━━ Exercise passage ━━
By Terri Moon Cronk
DoD News, Defense Media Activity
WASHINGTON, June 12, 2015 – Senior Defense Department
medical leaders addressed health care reform on Capitol Hill yesterday,
expressing concern over potential impacts on military medical readiness and
overall readiness.
Appearing before the House Armed Services Committee’s
military personnel subcommittee were Dr. Jonathan Woodson, assistant secretary
of defense for health affairs, and top medical officials from the services:
Army Lt. Gen. Patricia D. Horoho, Air Force Lt. Gen. (Dr.) Mark A. Ediger and Navy
deputy surgeon general Rear Adm. (Dr.) C. Forrest Faison III.
Military health care reform was examined as part of the
overall Military Compensation and Retirement Modernization Commission, which
sent its recommendations to President Barack Obama in January.
“We agree with [the commission’s] findings of overarching
challenges facing military medicine and concur with many recommendations,”
Woodson said, adding that some of its recommendations are now in place.
Strategies Now in Place
Woodson described strategies that are now in place to make
the military health care system “better, stronger and more relevant for the
future,” and stressed the critical nature of military readiness, ensuring
quality health care and using money wisely in the Military Health System.
━━━
━━ The data ━━
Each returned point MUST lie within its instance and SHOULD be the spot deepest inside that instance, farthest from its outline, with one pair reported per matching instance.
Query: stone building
━━━
# Problems to solve
• A. According to the article on military health care reform, when did the Military Compensation and Retirement Modernization Commission send its recommendations to President Barack Obama?
• B. Continue the article on military health care reform from where it stops.

# Answers for the exercise
• A. It sent them in January.

• B.
“We’ve undertaken a comprehensive review of our medical
infrastructure and resources,” he said, “and [we’ve] presented a modernization
plan that proposes to place our most-skilled professionals in the military
communities where they are likely to keep those skills sharpest.”
The Military Health System has reformed governance and stood
up the Defense Health Agency to enhance collaborative work affordably among the
three medical services, Woodson told the panel. “We’re making it easier to
access care in the system by focusing on quality, safety and making performance
data more transparent,” he said.
Woodson said he agrees with commission’s recommendation to
reform the TERICARE military health plan, and told the panel that work is
already underway.
Surgeons General Share Concerns
The surgeons general said that while they support the
objectives of the commission’s findings, they have concerns about elements that
threaten readiness and military medical skills.
“[Fewer than] one of five service members evacuated from
Iraq and were injured in battle,” Horoho noted. “During Operation United
Assistance, the major threat to soldiers was endemic infectious diseases. The
Army already uses joint infrastructures … [for] medical readiness. The Army
does not support establishing a four-star readiness command,” a commission
recommendation and a point echoed by Ediger and Faison.
Though the surgeons general support affordable health care
and increased choices for patients, “to establish TRICARE choice would
negatively impact the readiness of our entire health care team and present
financial challenges for active-duty families and retirees” Horoho said.
“To put [military treatment facilities] in competition with
the private sector would drive up administrative costs and significantly
detract from the operational mission of our medical facilities,” Ediger agreed.
The Air Force surgeon general said requiring airmen and
their families to “navigate a complex system of insurance marketplace on a
recurring basis” could increase their stress.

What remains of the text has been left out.